**Stated exercise:** Rewrite the items below as a Markdown table with columns "Row" and "Text", starting at the line that contains "the volleyball net" and ending at the last line of the items, one numbered row per line and blank lines left out.

━━━━━ Exercise inputs ━━━━━

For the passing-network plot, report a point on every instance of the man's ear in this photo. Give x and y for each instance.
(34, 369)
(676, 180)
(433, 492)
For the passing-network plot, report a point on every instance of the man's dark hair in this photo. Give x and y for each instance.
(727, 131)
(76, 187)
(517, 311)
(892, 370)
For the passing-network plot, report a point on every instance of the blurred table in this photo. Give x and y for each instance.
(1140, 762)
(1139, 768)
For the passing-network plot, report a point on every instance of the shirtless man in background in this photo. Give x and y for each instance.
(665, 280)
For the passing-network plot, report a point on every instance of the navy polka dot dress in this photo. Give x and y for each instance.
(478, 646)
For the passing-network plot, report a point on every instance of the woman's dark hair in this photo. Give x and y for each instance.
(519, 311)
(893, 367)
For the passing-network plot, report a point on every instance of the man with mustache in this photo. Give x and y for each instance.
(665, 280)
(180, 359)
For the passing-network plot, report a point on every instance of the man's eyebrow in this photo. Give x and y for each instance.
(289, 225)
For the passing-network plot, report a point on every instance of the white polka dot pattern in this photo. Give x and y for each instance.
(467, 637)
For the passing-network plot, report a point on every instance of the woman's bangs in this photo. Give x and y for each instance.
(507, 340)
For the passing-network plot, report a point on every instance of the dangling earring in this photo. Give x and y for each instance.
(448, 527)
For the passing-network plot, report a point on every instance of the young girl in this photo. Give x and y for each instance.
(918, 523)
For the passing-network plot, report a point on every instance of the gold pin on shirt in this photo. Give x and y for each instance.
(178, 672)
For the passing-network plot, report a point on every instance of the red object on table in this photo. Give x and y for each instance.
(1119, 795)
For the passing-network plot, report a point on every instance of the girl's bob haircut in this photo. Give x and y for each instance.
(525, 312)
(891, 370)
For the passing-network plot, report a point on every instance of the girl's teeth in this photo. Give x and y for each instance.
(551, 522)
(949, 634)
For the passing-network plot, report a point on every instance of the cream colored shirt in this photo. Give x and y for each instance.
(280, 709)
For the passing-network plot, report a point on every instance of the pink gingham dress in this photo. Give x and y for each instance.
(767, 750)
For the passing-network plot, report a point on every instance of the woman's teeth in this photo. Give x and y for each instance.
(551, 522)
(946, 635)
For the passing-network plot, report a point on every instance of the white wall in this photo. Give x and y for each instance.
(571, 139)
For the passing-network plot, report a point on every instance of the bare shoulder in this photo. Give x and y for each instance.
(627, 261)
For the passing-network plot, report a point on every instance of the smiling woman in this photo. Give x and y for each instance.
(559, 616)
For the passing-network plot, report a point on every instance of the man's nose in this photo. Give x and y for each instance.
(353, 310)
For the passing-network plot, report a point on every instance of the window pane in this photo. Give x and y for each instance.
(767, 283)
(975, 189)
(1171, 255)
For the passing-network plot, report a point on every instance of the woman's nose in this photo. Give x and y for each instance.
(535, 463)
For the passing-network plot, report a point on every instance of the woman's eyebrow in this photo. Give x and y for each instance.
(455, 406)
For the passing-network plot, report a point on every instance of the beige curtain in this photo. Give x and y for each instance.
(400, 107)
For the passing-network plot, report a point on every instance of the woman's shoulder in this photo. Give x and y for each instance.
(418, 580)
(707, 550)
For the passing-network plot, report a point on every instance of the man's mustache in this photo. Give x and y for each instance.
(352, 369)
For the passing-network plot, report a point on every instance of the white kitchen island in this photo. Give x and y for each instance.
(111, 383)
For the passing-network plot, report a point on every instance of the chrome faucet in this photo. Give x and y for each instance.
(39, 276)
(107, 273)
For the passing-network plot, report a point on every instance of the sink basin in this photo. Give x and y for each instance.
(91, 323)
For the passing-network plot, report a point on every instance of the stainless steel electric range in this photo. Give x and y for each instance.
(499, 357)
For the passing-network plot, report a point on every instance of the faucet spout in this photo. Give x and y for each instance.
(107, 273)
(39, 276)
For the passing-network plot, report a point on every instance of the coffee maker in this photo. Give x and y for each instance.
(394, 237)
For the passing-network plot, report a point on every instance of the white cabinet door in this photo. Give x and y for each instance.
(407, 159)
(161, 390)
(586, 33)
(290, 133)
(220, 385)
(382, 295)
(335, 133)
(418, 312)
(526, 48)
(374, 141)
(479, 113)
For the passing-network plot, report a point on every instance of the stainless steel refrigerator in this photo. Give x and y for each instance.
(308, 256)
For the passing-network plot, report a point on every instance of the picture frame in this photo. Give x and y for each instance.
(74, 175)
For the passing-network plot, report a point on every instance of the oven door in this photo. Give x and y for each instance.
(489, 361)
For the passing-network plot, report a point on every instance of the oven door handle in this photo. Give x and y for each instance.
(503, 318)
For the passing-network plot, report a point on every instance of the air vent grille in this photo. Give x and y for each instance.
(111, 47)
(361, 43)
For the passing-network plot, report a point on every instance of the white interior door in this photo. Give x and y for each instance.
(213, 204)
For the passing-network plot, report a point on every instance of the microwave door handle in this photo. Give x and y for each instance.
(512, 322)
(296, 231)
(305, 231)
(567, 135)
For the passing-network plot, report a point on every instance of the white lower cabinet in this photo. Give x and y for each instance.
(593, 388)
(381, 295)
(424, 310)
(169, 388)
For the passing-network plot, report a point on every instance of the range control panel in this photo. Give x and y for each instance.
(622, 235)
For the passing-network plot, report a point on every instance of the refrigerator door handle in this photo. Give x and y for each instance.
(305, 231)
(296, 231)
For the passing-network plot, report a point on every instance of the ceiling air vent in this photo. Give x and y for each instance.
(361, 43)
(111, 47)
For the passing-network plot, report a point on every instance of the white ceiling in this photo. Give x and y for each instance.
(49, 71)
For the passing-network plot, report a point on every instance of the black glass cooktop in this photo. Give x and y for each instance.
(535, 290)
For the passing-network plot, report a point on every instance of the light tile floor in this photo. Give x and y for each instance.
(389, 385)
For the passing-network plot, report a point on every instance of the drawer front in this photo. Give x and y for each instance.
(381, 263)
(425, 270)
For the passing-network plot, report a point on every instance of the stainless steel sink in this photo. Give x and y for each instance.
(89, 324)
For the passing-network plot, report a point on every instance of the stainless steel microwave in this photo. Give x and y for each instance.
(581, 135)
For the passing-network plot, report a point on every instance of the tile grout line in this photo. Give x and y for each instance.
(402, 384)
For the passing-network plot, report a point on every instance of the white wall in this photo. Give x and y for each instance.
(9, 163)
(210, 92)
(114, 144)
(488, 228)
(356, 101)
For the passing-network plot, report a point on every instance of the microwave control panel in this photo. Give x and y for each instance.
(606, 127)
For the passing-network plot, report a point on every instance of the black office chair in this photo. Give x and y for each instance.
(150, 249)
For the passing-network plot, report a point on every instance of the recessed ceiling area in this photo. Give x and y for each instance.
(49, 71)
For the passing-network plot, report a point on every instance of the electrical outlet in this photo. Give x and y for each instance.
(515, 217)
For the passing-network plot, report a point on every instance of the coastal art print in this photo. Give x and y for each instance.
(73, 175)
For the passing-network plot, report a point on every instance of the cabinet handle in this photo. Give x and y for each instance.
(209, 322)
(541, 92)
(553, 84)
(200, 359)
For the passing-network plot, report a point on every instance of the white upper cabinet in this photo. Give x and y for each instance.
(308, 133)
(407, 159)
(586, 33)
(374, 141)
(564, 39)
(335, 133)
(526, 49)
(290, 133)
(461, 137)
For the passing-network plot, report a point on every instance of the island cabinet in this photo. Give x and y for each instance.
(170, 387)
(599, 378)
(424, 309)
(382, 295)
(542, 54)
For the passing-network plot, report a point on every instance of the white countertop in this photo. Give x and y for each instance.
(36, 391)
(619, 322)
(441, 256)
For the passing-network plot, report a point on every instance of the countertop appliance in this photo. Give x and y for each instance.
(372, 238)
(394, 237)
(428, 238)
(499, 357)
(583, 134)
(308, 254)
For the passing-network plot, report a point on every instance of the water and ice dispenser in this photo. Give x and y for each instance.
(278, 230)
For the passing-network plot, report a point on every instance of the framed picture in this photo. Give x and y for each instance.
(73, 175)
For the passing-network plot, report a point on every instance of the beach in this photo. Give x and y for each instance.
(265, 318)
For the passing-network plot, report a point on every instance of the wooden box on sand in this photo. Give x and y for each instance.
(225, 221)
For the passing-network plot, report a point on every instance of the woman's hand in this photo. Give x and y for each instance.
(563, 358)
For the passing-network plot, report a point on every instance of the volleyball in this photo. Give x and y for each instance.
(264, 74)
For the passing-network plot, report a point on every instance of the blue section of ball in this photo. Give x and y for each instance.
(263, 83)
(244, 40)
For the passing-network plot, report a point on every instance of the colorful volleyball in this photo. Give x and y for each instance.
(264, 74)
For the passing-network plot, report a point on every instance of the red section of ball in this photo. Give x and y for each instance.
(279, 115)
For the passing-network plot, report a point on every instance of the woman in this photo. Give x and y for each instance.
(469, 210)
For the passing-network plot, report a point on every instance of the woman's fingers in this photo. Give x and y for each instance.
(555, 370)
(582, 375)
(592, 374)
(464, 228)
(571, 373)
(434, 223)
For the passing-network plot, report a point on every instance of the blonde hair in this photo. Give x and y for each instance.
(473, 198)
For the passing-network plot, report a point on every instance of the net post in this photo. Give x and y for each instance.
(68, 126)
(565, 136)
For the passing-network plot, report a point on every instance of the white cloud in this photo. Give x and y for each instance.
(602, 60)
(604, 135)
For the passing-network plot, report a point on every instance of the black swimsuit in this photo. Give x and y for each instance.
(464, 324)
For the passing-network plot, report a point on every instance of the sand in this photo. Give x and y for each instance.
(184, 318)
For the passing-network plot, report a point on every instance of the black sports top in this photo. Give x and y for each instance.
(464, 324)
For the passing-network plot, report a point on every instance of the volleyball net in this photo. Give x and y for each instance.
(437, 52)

━━━━━

**Solved exercise:**
| Row | Text |
|---|---|
| 1 | For the passing-network plot, report a point on every instance of the volleyball net in this photo. Give x and y for each instance. |
| 2 | (437, 52) |